> _The exercise_: Decide whether each statement below agrees with the report on the World Social Forum. Answer yes or no for each, and quote the deciding words from the report. 1. The 2005 forum in Porto Alegré drew more participants than this year's event. 2. Nate Cull is attending the forum with his sister. 3. This year's forum seems to have more international and English-speaking exhibitors than in 2005.

> _Excerpt provided_:
········
The anti-capitalist World Social Forum is in its ninth year. But while this year's event, held in Belem, has attracted an impressive 100,000 people, the crowds aren't as large as in 2005, when participants in Porto Alegré, Brazil, numbered 155,000. One of our Observers, who attended both forums, compares the two.
Nate Cull is a Kiwi visiting the event with his brother, a slum aid worker living in Brazil.
It's much more chaotic and less
well-organised than Porto Alegré 2005. The Forum is a more dense, built-up site
and UPRA a huge sprawling tract of land that seems to take an hour to walk
across. Combine that with 30-degree heat, the afternoon paper-eating rain, lots
of shouting people with a stage and a loudspeaker, apparently far fewer
international and English-speaking exhibitors, and 100,000 visitors, and it's a
recipe for exhaustion. The collection of groups we've encountered so far seems
very disappointing. Several banks - which is very odd at an anti-capitalist
event - governmental agencies, political parties (of the loud red-flag-waving
type... come to think of it, I thought one of the Forum ground rules was ‘no
political parties or armed struggle groups')... so nothing like the vast international
spectrum of causes and activists present in 2005. I think the main reason
behind this is because it's much harder to get to.
········
(Excerpts of pointing data)
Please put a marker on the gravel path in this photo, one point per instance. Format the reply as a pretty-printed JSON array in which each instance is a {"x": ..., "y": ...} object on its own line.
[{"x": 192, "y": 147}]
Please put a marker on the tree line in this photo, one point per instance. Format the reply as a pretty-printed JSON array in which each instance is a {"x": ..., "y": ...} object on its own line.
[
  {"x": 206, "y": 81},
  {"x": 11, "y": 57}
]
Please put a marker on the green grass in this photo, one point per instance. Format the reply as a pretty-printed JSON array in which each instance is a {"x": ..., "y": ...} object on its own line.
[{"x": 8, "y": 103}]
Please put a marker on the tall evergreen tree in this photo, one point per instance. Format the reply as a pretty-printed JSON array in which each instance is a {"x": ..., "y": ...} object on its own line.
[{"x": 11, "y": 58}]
········
> _Result_:
1. Yes: "the crowds aren't as large as in 2005, when participants in Porto Alegré, Brazil, numbered 155,000"
2. No: "visiting the event with his brother"
3. No: "apparently far fewer international and English-speaking exhibitors"